Metin bloğu =
========================================
7 Nisan 2011 Perşembe

Umudum AB falan değil, sizsiniz!



Kıbrıs deyince kiminin aklına tertemiz deniz, tatil; kiminin aklına askerlik anıları, sol şeritten işleyen trafik, belki de gemilerle İskenderun’a ucuz TEKEL rakısı getiren “bavulcular” gelir.
Gariptir, bende ilk çağrıştırdığı şey duyarsızlık oldu... 

Kıbrıslıların tamamı elbette yaşama duyarsız değildir. 
Ama “Duyarsızlık, iradesi hiçe sayılan, yılgın insan davranışıdır” sonucuna ilk orada vardım.
========================================
Verilen kayıtlar =
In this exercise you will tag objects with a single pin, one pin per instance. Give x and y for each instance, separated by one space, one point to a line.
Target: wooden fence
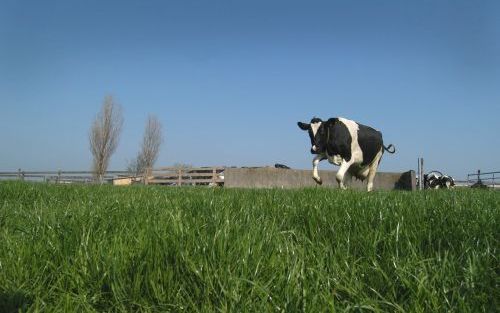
213 176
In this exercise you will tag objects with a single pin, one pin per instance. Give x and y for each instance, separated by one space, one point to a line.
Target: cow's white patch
315 127
356 152
335 159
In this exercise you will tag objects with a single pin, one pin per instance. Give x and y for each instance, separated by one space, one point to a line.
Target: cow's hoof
318 180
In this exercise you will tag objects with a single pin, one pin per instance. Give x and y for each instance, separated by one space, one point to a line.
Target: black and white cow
356 148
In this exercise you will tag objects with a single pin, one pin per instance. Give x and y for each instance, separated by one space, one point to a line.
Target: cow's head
316 131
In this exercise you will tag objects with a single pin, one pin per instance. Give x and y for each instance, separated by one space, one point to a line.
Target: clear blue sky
230 79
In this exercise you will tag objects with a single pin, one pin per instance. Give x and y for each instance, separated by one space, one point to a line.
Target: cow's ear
303 126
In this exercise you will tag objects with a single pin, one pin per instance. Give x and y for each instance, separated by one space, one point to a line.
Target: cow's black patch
370 142
338 140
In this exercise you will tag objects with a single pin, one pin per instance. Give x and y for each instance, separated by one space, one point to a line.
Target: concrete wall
268 177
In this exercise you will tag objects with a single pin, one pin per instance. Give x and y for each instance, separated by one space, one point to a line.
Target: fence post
421 178
418 174
146 176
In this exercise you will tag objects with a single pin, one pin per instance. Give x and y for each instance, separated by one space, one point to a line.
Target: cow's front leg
316 177
341 174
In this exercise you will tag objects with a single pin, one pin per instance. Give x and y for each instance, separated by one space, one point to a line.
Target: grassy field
134 249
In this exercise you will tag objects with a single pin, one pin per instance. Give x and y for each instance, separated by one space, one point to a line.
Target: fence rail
490 179
161 176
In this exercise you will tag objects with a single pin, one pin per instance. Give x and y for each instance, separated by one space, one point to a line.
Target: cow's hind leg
341 174
316 177
373 170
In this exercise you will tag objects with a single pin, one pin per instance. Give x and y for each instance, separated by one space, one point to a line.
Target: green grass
151 249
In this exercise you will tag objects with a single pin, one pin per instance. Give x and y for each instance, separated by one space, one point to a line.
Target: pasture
89 248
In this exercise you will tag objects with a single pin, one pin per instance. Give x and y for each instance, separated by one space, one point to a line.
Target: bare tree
104 135
150 147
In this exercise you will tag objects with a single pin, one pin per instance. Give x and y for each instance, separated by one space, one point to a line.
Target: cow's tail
388 148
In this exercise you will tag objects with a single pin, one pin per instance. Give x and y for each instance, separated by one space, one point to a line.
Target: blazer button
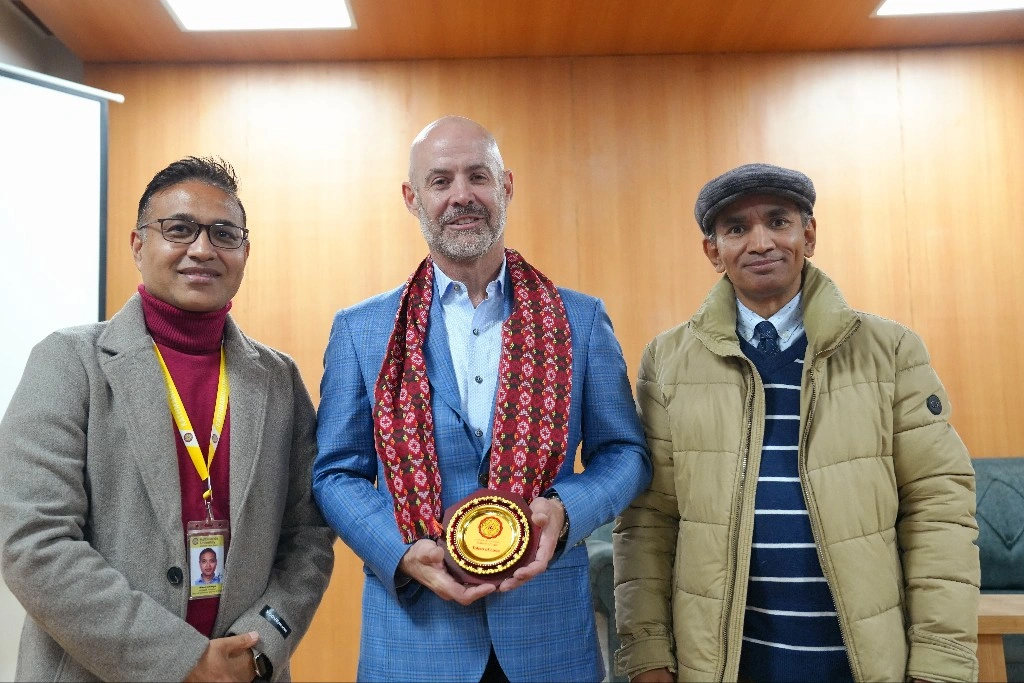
174 575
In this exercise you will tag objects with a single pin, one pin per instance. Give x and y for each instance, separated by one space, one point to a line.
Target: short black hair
212 171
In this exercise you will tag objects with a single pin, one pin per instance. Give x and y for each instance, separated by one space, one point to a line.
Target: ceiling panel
142 30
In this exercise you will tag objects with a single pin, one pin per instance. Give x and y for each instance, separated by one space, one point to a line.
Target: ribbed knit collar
183 330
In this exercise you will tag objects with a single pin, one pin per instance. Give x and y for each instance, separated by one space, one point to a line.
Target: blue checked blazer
543 631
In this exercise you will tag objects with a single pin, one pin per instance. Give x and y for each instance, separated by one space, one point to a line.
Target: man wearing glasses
132 445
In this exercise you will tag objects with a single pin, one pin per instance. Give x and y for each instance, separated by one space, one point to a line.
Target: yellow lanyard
184 425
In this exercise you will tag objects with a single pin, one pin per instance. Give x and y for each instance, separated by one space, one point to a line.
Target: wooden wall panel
918 158
683 120
964 114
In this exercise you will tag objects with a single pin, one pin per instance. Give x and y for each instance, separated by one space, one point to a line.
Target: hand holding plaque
487 536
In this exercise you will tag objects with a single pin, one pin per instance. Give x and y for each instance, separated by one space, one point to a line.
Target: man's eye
177 228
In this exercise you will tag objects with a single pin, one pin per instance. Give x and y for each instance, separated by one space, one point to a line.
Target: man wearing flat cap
811 514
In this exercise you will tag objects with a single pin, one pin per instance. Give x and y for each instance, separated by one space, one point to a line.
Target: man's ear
409 195
810 237
135 241
713 254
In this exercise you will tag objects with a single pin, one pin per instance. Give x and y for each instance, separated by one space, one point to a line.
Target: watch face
263 668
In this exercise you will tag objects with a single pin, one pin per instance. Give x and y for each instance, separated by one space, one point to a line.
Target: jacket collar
827 318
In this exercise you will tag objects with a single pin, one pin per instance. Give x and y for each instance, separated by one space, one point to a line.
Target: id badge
207 550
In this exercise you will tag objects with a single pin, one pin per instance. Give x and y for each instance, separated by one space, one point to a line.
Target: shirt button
174 575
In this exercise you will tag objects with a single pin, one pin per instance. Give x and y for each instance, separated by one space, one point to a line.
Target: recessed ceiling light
260 14
903 7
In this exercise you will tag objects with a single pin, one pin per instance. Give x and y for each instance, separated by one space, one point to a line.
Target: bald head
459 188
441 134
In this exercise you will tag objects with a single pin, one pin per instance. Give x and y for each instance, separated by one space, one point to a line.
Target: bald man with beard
445 352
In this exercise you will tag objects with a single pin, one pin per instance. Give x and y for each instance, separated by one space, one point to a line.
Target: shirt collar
445 286
786 319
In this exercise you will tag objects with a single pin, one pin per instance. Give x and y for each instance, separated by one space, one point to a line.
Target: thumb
435 555
242 642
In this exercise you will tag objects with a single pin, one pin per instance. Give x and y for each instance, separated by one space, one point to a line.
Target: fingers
424 561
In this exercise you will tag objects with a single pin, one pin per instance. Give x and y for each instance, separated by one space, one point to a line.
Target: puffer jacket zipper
727 605
812 510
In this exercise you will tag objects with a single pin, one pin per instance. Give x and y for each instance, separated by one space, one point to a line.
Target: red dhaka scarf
531 413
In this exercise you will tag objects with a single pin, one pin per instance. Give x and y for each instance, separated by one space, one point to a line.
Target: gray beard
462 246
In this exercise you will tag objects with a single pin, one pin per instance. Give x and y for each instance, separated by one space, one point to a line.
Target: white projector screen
53 230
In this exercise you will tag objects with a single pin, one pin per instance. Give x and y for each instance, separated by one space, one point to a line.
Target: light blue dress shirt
788 322
475 344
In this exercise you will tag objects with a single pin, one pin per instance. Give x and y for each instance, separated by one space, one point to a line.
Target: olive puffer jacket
888 484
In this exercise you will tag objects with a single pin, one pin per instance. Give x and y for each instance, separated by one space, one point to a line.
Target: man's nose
462 191
761 239
203 249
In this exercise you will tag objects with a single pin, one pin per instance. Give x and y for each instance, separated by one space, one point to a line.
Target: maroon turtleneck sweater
190 346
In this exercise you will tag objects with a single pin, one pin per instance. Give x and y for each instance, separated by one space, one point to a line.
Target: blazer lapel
134 374
438 357
249 382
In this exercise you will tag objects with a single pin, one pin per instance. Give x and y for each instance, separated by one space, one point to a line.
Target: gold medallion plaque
487 536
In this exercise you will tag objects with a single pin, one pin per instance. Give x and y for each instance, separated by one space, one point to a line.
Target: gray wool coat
90 508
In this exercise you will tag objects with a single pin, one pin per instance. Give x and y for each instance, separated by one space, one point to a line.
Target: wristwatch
264 670
553 496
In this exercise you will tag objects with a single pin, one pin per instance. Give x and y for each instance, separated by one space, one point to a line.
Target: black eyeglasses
183 231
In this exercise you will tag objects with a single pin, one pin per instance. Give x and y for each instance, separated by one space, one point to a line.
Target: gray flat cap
752 179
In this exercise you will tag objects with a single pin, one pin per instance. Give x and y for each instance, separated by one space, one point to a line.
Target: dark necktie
768 343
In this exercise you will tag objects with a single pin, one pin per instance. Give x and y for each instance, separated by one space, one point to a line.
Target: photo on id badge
206 562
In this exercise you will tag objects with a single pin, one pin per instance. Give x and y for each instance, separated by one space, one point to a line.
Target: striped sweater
791 630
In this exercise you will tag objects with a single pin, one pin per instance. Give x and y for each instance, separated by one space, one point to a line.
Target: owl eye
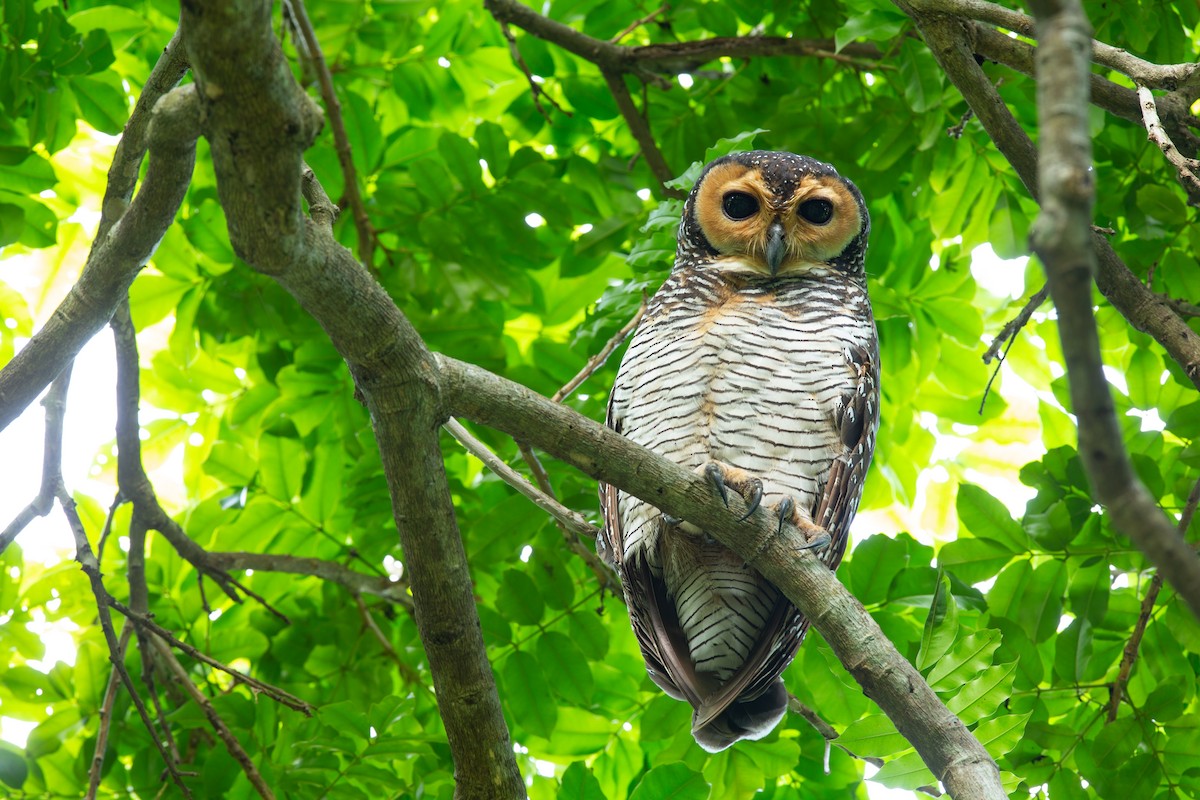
738 205
816 211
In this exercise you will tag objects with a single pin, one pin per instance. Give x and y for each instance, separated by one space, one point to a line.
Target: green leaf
969 656
907 771
281 463
973 559
567 667
1001 734
526 696
102 103
873 565
874 25
873 737
519 599
1089 593
1162 204
941 624
13 768
984 693
671 782
987 517
1031 597
324 493
579 783
923 78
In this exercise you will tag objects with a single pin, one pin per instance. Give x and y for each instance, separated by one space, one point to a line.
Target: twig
1147 605
637 23
1170 76
1014 325
955 131
406 669
131 476
118 501
1063 240
598 360
357 583
337 125
232 745
1186 168
106 719
641 131
1008 334
54 403
534 86
90 567
149 625
1182 307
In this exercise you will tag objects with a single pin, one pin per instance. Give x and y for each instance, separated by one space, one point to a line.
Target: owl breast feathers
756 364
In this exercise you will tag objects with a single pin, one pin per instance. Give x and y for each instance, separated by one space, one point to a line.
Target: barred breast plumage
757 364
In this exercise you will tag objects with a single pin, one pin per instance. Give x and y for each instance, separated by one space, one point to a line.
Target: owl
756 364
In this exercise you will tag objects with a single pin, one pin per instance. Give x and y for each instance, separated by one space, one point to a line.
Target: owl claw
785 510
715 476
754 500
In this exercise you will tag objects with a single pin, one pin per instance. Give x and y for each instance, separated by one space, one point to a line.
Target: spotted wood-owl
756 364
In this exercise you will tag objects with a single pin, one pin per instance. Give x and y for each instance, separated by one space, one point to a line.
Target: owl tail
742 719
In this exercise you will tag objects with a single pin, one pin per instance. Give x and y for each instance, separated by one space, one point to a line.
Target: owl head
773 214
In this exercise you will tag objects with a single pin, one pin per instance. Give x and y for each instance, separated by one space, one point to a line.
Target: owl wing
652 613
857 417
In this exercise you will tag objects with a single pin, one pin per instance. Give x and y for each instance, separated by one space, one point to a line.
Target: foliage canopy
520 235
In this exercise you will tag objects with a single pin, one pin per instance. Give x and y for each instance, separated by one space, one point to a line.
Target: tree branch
251 102
55 403
641 131
1170 76
949 750
1129 655
341 142
1063 240
1186 168
115 257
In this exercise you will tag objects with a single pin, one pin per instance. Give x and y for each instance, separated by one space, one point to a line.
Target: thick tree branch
1146 311
115 257
949 750
258 124
366 233
1062 238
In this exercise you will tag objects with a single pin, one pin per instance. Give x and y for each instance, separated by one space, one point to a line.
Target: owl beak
775 246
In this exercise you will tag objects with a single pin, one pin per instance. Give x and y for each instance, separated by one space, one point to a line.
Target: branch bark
949 750
1063 239
258 124
117 254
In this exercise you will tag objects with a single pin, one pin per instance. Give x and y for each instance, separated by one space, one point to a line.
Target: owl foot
816 535
750 488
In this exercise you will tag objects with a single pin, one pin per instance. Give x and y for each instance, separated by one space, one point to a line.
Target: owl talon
786 511
715 476
819 541
754 500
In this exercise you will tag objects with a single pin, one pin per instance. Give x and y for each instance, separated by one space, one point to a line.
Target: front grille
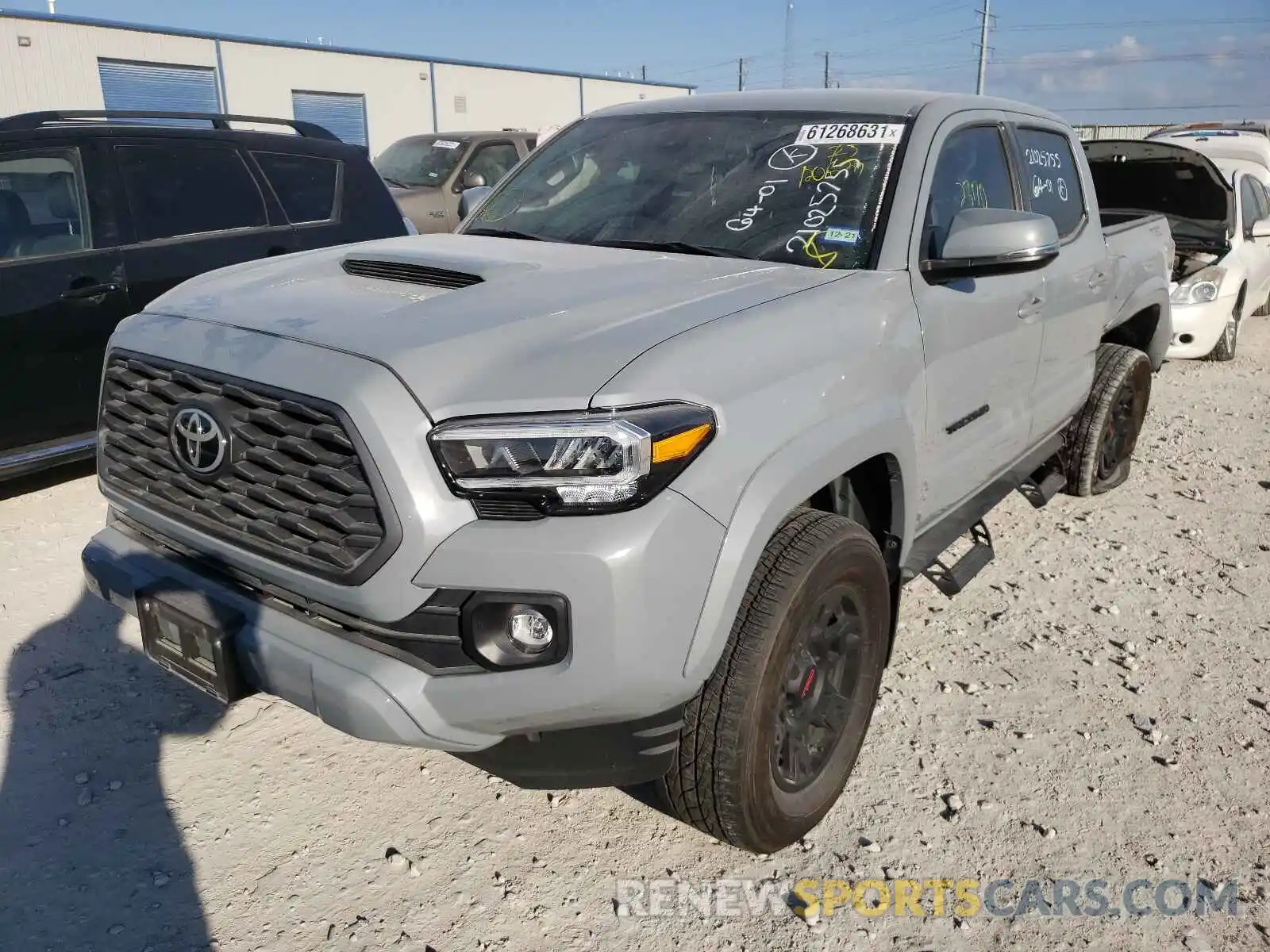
========================================
Alıştırma görevi 1 =
Kıbrıs konulu metne göre aşağıdaki soruları yanıtlayınız:
(a) "Bavulcular" İskenderun'a neyi, neyle getirir?
(b) Kıbrıs, yazarda ilk olarak neyi çağrıştırmıştır?
(c) Yazar duyarsızlığı nasıl tanımlamaktadır?
Alıştırma görevi 2 =
Kıbrıs konulu metni kaldığı yerden sürdürünüz.

Beklenen cevap 1 =
(a) Gemilerle ucuz TEKEL rakısı getirir.
(b) Duyarsızlığı çağrıştırmıştır.
(c) Duyarsızlığı iradesi hiçe sayılan, yılgın insanın davranışı olarak tanımlamaktadır.

Beklenen cevap 2 =
İlk kez gittiğim yerlerde “kaybolmaya” bayılırım. Lefkoşa’da Türklerle Rumların birbirine yakın olduğu semtte de öyle olmuştu. Gezi kafilesinden ayrılmış, insanlarla konuşup, oradaki yaşamı, koşulları anlamak heyecanıyla ara sokaklara dalmıştım. 

Sınırın öbür yanındakilerin aksine bakımsız evler, sokaklarda rastgele dolaşan; evlerin önünde oturan, önüne, yere bakan insanlar. 
Ruh gibi” deriz ya, öyle…
Dünya umurunda değil adamın, saç baş darmadağın…
Oturuyor mu yatıyor mu belli değil.
-Merhaba!
- (Bakmıyor bile)
-Nasılsınız? Lefkoşa’da yaşamak nasıl bir şey? Rumlarla aranız nasıl? Geçim nasıl?
-…
-Do you speak English?
-…
-Parlons Français alors!…
-…

Sağıra, köre falan benzemiyor. Ama tık yok.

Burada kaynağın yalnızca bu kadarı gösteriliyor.